== Provided passage ==

Bioinformatics is the use of computer programs to answer biological questions. With the recent explosion in freely available RNA sequencing data, researchers must learn how to interpret this information to understand the role of genetics in health and disease.

What Students will do

Students will perform a bioinformatics analysis on RNA sequencing data from healthy and diseased brain tissue to quantify transcriptomic expression. With tools such as HISAT2 and stringtie, students will explore the genetic factors in neurodegenerative disease such as Alzheimer's Disease, Parkinson's Disease and Multiple System Atrophy

Prerequisite Study

  • Biology

Areas of Student Interest

  • Exploration of human genome to understand complex diseases
  • Investigating neurodegenerative diseases, such as Alzheimer’s disease
  • How gene expression impacts human disease
  • Application of computer science in genomic research

 

Lead Academic: Michael Janitz, Senior Lecturer, School of Biotechnology and Biomolecular Sciences

Michael Jantiz
Dr Michael Janitz is a senior lecturer at the School of Biotechnology and Biomolecular Sciences. He completed his PhD at the Free University of Berlin, Germany and performed postdoctoral research at the Department of Vertebrate Genomics at the Max Planck Institute for Molecular Genetics in Berlin.
 
Michael’s team uses molecular genomics techniques, such as RNA sequencing, to identify gene sets that are specifically expressed in functionally distinct regions of the human brain. Michael’s research is focused on so-called dark matter of the human genome that encodes RNA transcripts, called non-coding RNAs, which do not express proteins but have a regulatory and structural functions in cellular physiology.

===

• Assigned task A
Copy the bioinformatics course description word for word from "Michael Jantiz" up to and including "in cellular physiology.".
• Assigned task B
Continue the bioinformatics course description, starting after its final sentence.

== Supplied material ==

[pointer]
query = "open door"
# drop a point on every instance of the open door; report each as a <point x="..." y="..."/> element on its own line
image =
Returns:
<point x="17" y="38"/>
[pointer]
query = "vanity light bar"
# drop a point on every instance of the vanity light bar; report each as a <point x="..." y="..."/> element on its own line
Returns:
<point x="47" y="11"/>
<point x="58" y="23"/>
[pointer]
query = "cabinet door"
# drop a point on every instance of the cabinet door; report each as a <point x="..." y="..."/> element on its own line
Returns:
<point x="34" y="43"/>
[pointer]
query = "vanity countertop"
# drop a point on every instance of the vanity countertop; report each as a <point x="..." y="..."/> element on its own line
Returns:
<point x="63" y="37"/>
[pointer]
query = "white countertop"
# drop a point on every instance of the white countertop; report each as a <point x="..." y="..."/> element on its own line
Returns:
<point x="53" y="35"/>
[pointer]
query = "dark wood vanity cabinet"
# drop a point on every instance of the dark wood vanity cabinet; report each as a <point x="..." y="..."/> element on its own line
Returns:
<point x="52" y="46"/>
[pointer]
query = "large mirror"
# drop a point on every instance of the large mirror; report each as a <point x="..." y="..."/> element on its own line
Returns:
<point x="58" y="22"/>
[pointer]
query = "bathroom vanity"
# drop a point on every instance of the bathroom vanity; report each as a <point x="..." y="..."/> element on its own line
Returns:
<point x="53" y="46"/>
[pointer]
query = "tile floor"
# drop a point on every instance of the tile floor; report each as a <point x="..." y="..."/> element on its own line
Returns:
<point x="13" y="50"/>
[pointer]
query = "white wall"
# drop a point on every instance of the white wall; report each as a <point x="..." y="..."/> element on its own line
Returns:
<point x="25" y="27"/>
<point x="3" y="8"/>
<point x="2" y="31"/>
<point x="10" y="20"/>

===

• Exercise answer A
Michael Jantiz
Dr Michael Janitz is a senior lecturer at the School of Biotechnology and Biomolecular Sciences. He completed his PhD at the Free University of Berlin, Germany and performed postdoctoral research at the Department of Vertebrate Genomics at the Max Planck Institute for Molecular Genetics in Berlin.
 
Michael’s team uses molecular genomics techniques, such as RNA sequencing, to identify gene sets that are specifically expressed in functionally distinct regions of the human brain. Michael’s research is focused on so-called dark matter of the human genome that encodes RNA transcripts, called non-coding RNAs, which do not express proteins but have a regulatory and structural functions in cellular physiology.

• Exercise answer B
 

Michael’s team pioneered research towards understanding of the function and expression patterns of non-coding RNAs in the brain, which is the richest source of these species in the human body. Michael and his team believe that these specific transcripts contribute to the underlying molecular complexity and functional uniqueness of the human brain, i.e. abstract thinking. 

Mentor: Lachlan Gray, MSc student

Lachlan Gray

Lachlan is a Masters by Research student in Dr Michael Janitz research group at the School of Biotechnology and Biomolecular Science at UNSW Sydney. Lachlan’s work focuses on analysis of circular RNAs, a novel class of non-protein coding RNA molecules and investigation of their potential role in human disease. Lachlan is also interested in how bioinformatics can explore complex biological processes in health and disease.